### AIM OF THE EXERCISE
Reproduce verbatim the part of the items below that opens with their very first line and closes with the line containing "top-left (231, 406), bottom-right (304, 483)", including both of those lines.

:: DATA FOR THIS EXERCISE ::

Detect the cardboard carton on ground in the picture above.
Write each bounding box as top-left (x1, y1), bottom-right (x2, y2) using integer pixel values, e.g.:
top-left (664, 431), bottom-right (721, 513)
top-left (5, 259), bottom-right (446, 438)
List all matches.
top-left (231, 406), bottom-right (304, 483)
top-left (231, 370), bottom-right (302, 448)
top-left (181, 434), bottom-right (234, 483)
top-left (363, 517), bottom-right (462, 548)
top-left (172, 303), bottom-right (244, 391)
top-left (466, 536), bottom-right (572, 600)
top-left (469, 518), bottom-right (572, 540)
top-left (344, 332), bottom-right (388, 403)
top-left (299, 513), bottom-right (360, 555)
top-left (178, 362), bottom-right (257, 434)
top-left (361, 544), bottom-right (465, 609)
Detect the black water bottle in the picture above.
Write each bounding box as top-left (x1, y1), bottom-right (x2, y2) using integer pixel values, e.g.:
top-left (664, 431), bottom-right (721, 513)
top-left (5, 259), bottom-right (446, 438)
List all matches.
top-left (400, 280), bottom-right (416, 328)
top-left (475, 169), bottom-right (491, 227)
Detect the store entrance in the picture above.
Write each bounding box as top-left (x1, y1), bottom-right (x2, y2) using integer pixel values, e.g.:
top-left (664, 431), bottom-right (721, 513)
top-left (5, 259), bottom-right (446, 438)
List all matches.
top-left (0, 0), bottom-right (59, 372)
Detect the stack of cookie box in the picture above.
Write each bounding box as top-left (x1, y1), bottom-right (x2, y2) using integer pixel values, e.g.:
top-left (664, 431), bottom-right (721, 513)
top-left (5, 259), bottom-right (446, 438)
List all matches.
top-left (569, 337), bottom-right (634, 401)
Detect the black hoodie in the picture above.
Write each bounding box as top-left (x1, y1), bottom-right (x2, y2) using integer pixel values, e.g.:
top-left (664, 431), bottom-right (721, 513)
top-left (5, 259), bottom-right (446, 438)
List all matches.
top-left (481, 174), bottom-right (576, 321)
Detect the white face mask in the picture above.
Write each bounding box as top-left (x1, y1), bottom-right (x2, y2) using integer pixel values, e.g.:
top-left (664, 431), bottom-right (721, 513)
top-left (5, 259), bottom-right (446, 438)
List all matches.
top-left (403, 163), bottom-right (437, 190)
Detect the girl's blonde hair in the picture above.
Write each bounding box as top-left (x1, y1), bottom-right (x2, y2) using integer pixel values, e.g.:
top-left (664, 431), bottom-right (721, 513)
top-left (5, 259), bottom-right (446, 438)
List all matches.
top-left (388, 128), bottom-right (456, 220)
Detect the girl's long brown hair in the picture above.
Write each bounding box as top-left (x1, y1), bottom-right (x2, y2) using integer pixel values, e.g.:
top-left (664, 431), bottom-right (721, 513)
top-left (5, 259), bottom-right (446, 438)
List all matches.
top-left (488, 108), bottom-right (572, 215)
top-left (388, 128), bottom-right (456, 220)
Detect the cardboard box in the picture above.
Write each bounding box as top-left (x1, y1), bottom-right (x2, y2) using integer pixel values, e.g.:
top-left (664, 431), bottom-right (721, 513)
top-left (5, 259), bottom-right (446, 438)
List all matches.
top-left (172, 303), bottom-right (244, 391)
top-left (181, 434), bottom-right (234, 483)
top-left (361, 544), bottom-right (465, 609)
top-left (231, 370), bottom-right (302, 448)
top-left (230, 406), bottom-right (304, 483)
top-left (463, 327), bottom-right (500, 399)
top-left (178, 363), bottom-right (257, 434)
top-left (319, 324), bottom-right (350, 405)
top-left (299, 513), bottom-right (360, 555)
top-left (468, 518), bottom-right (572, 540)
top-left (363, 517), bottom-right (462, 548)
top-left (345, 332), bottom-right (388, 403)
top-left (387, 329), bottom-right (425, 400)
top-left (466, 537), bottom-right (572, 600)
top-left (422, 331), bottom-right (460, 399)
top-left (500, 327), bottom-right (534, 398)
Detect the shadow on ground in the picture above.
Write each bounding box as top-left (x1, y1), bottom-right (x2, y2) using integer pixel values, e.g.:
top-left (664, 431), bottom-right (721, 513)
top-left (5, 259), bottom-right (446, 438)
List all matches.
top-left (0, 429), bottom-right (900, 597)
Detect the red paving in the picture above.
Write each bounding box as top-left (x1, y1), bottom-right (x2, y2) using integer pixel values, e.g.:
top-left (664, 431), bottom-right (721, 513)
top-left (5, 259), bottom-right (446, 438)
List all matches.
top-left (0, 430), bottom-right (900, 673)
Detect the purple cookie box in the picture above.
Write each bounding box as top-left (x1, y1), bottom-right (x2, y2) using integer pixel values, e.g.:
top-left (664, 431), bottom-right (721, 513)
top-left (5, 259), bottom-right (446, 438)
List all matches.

:::

### RESPONSE TO THIS EXERCISE
Detect the cardboard carton on ground in the picture above.
Write each bounding box as top-left (x1, y1), bottom-right (x2, y2) using integer pixel values, e.g.:
top-left (664, 431), bottom-right (721, 513)
top-left (5, 259), bottom-right (446, 438)
List all matches.
top-left (231, 406), bottom-right (304, 483)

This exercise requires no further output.